Can you continue the review of Emmy The Great's album First Love below, picking up right after its final sentence?

**TEXT UNDER STUDY**
BEGIN

As is rapidly becoming traditional, let’s begin with a note about nomenclature. It is, after-all, a topsy-turvy world in which singer-songwriters go by names that ought to belong to bands, and where bands masquerade as singer-songwriters. Emmy The Great, it seems, refers to both the band on duty on First Love and also singer and songwriter Emma-Lee Moss. It’s fitting that this should be the case, as it’s the ensemble nature of First Love that pulls it out of the girl with a guitar groove and makes it something quite special. Emmy sings of one of her characters that she has “execution in her eyes”, and, punning badly, you could say the same of Emmy herself. First Love is an incredibly ambitious first album. That in itself is refreshing. That it comes off, for the most part, is better still.

END

**MATERIAL PROVIDED**

BEGIN

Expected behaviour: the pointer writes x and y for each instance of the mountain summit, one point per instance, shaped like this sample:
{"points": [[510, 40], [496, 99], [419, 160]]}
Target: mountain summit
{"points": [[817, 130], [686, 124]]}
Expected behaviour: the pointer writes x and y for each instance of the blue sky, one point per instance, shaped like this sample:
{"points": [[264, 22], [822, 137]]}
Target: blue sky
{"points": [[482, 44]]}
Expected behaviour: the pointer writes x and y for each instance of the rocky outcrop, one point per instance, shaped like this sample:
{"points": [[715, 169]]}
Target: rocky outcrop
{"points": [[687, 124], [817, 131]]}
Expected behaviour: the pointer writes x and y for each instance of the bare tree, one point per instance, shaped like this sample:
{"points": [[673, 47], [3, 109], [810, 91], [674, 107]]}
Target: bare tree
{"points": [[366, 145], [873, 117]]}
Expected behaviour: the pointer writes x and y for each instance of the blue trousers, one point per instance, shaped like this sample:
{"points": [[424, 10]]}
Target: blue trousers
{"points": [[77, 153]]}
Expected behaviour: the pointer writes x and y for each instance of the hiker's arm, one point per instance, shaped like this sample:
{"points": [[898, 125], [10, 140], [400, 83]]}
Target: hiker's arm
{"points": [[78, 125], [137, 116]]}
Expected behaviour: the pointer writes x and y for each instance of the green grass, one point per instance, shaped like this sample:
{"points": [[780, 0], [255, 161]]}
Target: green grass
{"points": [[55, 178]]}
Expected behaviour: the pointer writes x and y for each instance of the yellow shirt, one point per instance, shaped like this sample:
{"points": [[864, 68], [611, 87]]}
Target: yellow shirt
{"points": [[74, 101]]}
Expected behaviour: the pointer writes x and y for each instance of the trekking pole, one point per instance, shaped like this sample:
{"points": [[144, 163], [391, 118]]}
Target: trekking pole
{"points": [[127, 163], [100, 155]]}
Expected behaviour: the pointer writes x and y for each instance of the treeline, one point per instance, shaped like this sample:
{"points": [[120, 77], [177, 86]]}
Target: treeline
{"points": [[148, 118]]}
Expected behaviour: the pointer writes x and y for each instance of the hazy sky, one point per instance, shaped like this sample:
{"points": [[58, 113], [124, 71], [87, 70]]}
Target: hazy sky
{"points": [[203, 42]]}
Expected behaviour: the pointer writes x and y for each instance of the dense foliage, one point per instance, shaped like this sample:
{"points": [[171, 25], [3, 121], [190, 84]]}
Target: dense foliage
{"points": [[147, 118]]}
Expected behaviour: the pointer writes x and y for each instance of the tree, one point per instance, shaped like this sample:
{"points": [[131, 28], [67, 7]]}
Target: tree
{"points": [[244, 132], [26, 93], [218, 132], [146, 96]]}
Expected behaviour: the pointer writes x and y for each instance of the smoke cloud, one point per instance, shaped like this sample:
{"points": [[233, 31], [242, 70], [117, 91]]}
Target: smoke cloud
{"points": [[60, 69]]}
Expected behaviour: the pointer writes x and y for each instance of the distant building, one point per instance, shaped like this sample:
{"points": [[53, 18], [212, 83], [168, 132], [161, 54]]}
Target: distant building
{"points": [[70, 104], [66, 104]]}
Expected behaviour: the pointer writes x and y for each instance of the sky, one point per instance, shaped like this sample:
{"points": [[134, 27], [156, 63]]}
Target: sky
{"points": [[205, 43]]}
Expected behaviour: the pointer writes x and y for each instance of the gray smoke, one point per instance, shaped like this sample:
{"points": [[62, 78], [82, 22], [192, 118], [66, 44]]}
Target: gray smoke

END

**RESULT OF THIS EXERCISE**
Ms The Great probably doesn’t need too much introduction. She’s one of those artists who set the, erm, ‘blogosphere’ alight, prompting The Times to run a full-length interview before First Love was even released [Wears The Trousers tipped her for (actual) Greatness at the dawn of 2006! - Ed]. To be fair, she’s a pretty exciting talent. There’s very little about First Love that screams ‘first album’. Opener ‘Absentee’ is so self-assured that it leaves any preconceptions you may have had ruffled, if not in complete disarray. Into the mix go whip-smart lyrics, “your memory, like disease, holds on”; a mournful, hopeful cry of “kyrie elision”; a rampant accordion; and probably the warmest, most complementary male backing vocal you will find this side of the Atlantic – it’s pretty magnificent, if not majestic.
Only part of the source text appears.